* BEGIN Extracted text *

Because if you can start writing, it's a nice note to your mum, but also it gets you in that kind of frame of mind where you're putting words on paper and then begin. And then, you know, like you say, it doesn't have to be, you don't even have to consult the literature. Just put down your thoughts on this particular topic. Right. And then begin to iterate, work those thoughts into some kind of structure, then bring in the literature and build it, like build it from, you know, piece by piece.
um because that is a way better way of smashing through the procrastination than going everything has to be perfect right now on the first draft and if it isn't i can't possibly do it so what you're saying there is a really really helpful way for people to break through that procrastination because i know procrastination is something that a lot of people struggle with yeah there's a quote from uh cal newport that i love for this which is you know he says that when he's right when he's working on his books
He tells himself every time, this one just needs to be reasonable. The next one is going to be good. Yeah.
And so I'm trying to take that attitude towards everything in my life, whether it's book writing or like a gym workout or a YouTube video. This one just needs to be reasonable. The next one's going to be good. And I go to that one, it's like, this one just needs to be reasonable. And I think reasonable or good enough is, I think, the solution to a lot of the perfectionism, procrastination stuff that we deal with. And would you say like that's how you've built up this channel, right? Like, do you feel like it started, there was a lot of mistakes made at the beginning and you can look back at it now and see the development? Is that how you've approached it?
building up oh absolutely i wouldn't even consider the mistakes i would just be like yeah it was good enough yeah as long as and and my bar for a video is as long or a podcast episode is as long as this helps at least one person or has the potential to help at least one person it's worth putting out there that's a very low bar and it's that's still the bar so you know it's it's it's nice to be able to have continued this for six years now great well i mean it's really nice to see this you've done really well i mean some of the numbers you get are incredible so yeah
And it's growing, right? It's good enough. Yeah, it's good. No, it's really, obviously it works. Whatever you're doing, it works. That's the one. Well, Thomas, thank you so much for coming on. This has been absolutely wonderful. Any final pieces of parting wisdom for those who might've gotten to the end of this episode who are still struggling with perfectionism? Okay, well.
Three words, I suppose. You are enough. And that is all, that is what it is to be a human being. You are a human being. You exist. So you are enough. And I think that's the most important lesson to take through life. Something to remember all the time when things go well, when things don't go quite so well. It's okay. You're human. We fail. You are enough. Beautiful. Thank you so much. No worries.

* END Extracted text *

Rewrite the transcript starting at "Because if you" and ending at "piece by piece.", changing "mum" to "mom".

* BEGIN Information shown *

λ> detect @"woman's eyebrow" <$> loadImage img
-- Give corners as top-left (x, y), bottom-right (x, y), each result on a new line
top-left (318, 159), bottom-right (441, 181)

* END Information shown *

Written reply –
Because if you can start writing, it's a nice note to your mom, but also it gets you in that kind of frame of mind where you're putting words on paper and then begin. And then, you know, like you say, it doesn't have to be, you don't even have to consult the literature. Just put down your thoughts on this particular topic. Right. And then begin to iterate, work those thoughts into some kind of structure, then bring in the literature and build it, like build it from, you know, piece by piece.